» INSTRUCTIONS TO FOLLOW
Add 89 to every coordinate value in the answer points, starting with the line containing "vehicle and report the position of each." and going on through the last of the lines below. Write out every line in that stretch again, keeping the instruction lines unchanged.

BEGIN INFORMATION PROVIDED

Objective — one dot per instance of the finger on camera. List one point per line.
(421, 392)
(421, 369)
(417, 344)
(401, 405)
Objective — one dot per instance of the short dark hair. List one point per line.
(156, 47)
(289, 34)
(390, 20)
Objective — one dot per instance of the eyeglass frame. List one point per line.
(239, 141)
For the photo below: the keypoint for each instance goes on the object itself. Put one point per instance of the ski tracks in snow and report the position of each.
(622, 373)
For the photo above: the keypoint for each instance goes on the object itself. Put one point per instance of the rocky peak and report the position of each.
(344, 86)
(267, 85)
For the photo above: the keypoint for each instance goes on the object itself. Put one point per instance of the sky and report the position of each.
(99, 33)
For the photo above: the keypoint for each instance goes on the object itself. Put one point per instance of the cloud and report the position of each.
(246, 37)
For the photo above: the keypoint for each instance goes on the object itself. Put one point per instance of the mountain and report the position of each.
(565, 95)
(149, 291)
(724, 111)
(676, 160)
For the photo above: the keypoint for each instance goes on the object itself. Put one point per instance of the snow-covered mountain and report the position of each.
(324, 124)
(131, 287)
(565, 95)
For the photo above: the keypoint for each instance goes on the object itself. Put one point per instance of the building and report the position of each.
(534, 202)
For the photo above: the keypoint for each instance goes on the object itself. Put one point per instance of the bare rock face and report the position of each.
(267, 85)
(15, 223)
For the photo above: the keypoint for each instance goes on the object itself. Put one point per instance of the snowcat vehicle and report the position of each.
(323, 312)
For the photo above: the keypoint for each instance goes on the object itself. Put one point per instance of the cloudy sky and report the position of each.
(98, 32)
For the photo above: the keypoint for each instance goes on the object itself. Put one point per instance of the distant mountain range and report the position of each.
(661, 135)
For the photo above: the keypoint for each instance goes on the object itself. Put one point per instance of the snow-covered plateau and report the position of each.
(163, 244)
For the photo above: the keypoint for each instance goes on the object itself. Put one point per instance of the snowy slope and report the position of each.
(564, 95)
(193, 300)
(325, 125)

END INFORMATION PROVIDED

» EXERCISE SOLUTION
For the photo above: the keypoint for each instance goes on the object itself. Put one point per instance of the snowcat vehicle and report the position of each.
(412, 401)
For the photo above: the keypoint for each instance goes on the object itself. Put one point per instance of the cloudy sky and report the position of each.
(187, 121)
For the photo above: the keypoint for each instance goes on the object itself. Put one point per instance of the distant mountain range and report the position of each.
(750, 224)
For the photo above: the keypoint for each instance goes on the object itself. Put one point per instance of the snow-covered plateau and report the position of each.
(252, 333)
For the photo above: the keypoint for each instance goes on the object itself. Put one point per instance of the snowy slope and report the position of each.
(653, 184)
(282, 389)
(414, 214)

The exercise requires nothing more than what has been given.